Records drawn from a dataset:
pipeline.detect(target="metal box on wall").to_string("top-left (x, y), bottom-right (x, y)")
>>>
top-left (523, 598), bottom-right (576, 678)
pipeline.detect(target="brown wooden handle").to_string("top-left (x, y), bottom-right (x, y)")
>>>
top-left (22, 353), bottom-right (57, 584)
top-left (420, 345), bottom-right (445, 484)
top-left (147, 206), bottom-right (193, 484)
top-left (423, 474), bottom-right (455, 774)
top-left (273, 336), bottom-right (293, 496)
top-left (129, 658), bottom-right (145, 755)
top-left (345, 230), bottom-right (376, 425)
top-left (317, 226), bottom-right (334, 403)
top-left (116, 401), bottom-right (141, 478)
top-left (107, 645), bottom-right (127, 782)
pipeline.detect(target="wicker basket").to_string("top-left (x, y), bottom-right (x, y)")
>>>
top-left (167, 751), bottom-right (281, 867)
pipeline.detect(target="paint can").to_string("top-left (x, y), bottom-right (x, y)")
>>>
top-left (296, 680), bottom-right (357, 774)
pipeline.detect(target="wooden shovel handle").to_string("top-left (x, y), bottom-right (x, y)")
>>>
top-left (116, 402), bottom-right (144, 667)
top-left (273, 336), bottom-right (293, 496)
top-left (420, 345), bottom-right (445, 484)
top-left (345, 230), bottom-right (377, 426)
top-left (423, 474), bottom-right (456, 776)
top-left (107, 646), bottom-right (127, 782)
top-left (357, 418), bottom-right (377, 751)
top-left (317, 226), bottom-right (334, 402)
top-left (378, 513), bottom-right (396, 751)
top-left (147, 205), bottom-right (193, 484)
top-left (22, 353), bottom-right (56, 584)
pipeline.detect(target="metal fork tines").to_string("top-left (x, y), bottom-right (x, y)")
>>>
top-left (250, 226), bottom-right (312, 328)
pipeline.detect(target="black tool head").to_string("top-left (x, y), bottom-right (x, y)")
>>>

### Task requirements
Every entry should be reproduced word for word.

### Solution to the problem
pipeline.detect(target="metal box on wall").to_string("top-left (x, y), bottom-right (x, y)")
>>>
top-left (523, 598), bottom-right (576, 678)
pipeline.detect(target="brown wooden handle").to_string("top-left (x, y), bottom-right (x, y)")
>>>
top-left (22, 353), bottom-right (57, 584)
top-left (420, 345), bottom-right (445, 484)
top-left (147, 206), bottom-right (193, 484)
top-left (423, 474), bottom-right (455, 774)
top-left (273, 336), bottom-right (293, 496)
top-left (129, 658), bottom-right (145, 755)
top-left (345, 230), bottom-right (376, 425)
top-left (317, 226), bottom-right (334, 403)
top-left (116, 401), bottom-right (141, 478)
top-left (107, 645), bottom-right (127, 782)
pipeline.detect(target="wicker basket").to_string("top-left (x, y), bottom-right (x, y)")
>>>
top-left (167, 751), bottom-right (281, 867)
pipeline.detect(target="paint can").to_string("top-left (x, y), bottom-right (x, y)")
>>>
top-left (296, 680), bottom-right (357, 774)
pipeline.detect(target="wooden shovel handle").to_string("top-left (x, y), bottom-right (x, y)")
>>>
top-left (116, 402), bottom-right (144, 667)
top-left (273, 336), bottom-right (293, 496)
top-left (420, 345), bottom-right (445, 484)
top-left (345, 230), bottom-right (377, 426)
top-left (423, 474), bottom-right (456, 776)
top-left (107, 646), bottom-right (127, 782)
top-left (357, 418), bottom-right (377, 751)
top-left (317, 226), bottom-right (334, 402)
top-left (378, 513), bottom-right (396, 751)
top-left (147, 205), bottom-right (193, 484)
top-left (22, 353), bottom-right (56, 584)
pipeline.detect(target="metal fork tines").to_string("top-left (x, y), bottom-right (x, y)")
>>>
top-left (250, 226), bottom-right (312, 328)
pipeline.detect(target="black tool head").to_string("top-left (x, y), bottom-right (x, y)")
>>>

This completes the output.